» **What the task requires**:
Would you write out the records below exactly as given?

** Opening Recorded information block **

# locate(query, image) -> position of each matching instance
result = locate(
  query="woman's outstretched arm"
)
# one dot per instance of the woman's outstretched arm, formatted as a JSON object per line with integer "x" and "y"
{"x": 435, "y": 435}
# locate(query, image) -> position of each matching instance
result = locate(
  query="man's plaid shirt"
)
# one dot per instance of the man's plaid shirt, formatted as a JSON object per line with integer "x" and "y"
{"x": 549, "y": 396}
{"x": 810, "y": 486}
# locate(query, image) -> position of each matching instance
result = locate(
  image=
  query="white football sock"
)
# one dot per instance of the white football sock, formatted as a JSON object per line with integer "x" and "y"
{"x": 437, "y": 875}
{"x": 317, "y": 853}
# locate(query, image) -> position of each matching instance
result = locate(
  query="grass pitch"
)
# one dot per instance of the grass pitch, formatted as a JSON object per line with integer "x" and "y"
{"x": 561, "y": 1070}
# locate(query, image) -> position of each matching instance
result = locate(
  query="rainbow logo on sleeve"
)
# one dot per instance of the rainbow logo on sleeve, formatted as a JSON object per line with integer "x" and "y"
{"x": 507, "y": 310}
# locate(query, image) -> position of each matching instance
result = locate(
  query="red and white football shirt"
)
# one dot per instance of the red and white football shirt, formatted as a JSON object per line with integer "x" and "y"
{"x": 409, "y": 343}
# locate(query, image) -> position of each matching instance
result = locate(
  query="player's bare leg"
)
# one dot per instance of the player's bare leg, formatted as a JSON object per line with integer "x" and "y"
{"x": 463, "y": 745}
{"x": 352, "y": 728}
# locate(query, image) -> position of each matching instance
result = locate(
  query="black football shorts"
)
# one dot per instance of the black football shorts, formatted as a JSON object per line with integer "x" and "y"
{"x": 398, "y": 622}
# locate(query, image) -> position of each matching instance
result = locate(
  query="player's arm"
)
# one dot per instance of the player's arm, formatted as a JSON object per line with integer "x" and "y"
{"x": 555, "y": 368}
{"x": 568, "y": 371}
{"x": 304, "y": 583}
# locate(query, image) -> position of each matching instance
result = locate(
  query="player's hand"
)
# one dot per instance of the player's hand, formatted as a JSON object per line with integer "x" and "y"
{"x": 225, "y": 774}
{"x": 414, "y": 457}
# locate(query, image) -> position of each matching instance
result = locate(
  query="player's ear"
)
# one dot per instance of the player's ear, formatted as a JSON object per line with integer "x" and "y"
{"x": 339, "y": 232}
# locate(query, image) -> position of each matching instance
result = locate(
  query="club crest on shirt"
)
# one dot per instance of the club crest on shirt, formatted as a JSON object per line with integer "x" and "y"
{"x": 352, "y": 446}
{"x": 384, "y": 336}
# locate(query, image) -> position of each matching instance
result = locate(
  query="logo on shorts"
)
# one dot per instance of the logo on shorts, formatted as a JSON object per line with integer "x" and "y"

** Closing Recorded information block **

» **Answer section**:
# locate(query, image) -> position of each matching instance
result = locate(
  query="woman's outstretched arm"
)
# one dot per instance of the woman's outstretched arm, formatted as a JSON object per line with integer "x" and "y"
{"x": 435, "y": 435}
# locate(query, image) -> position of each matching instance
result = locate(
  query="man's plaid shirt"
)
# one dot per instance of the man's plaid shirt, formatted as a JSON object per line with integer "x" and "y"
{"x": 549, "y": 396}
{"x": 810, "y": 486}
# locate(query, image) -> position of each matching instance
result = locate(
  image=
  query="white football sock"
)
# one dot per instance of the white football sock, formatted as a JSON object per line with integer "x" and "y"
{"x": 437, "y": 875}
{"x": 317, "y": 853}
# locate(query, image) -> position of each matching instance
result = locate(
  query="grass pitch"
)
# one dot per instance of the grass pitch, formatted as a JSON object per line with integer "x" and "y"
{"x": 561, "y": 1070}
# locate(query, image) -> position of each matching instance
result = locate(
  query="rainbow logo on sleeve"
)
# one dot per instance of the rainbow logo on sleeve, formatted as a JSON object per line with integer "x" and "y"
{"x": 507, "y": 310}
# locate(query, image) -> position of each matching instance
result = locate(
  query="red and white football shirt"
)
# one dot per instance of the red and white football shirt, formatted as a JSON object per line with integer "x" and "y"
{"x": 409, "y": 343}
# locate(query, image) -> position of each matching instance
result = locate(
  query="player's bare leg"
)
# one dot per instance of the player's bare leg, formatted as a JSON object per line with integer "x" and "y"
{"x": 463, "y": 745}
{"x": 352, "y": 728}
# locate(query, image) -> position of each matching instance
result = locate(
  query="black football shorts"
)
# one dot per instance of the black football shorts, formatted as a JSON object per line with integer "x" and "y"
{"x": 398, "y": 622}
# locate(query, image) -> position of each matching instance
result = locate(
  query="player's arm"
)
# one dot per instance of the player's arm, formatted as a JSON object per line with integer "x" and "y"
{"x": 555, "y": 368}
{"x": 568, "y": 371}
{"x": 304, "y": 583}
# locate(query, image) -> position of each matching instance
result = locate(
  query="player's hand"
)
# one dot per instance of the player's hand, formatted as a JSON object per line with integer "x" and "y"
{"x": 225, "y": 774}
{"x": 414, "y": 457}
# locate(query, image) -> position of each matching instance
result = locate(
  query="player's ear"
)
# one dot per instance of the player's ear, formatted as a JSON object per line with integer "x" and "y"
{"x": 339, "y": 232}
# locate(query, image) -> position of each matching instance
result = locate(
  query="club crest on shirt"
)
# one dot per instance of the club crest on shirt, formatted as a JSON object per line with integer "x" and "y"
{"x": 352, "y": 446}
{"x": 384, "y": 336}
# locate(query, image) -> position of each matching instance
result = locate(
  query="logo on shorts"
)
# one dot per instance of the logo on shorts, formatted as a JSON object per line with integer "x" and "y"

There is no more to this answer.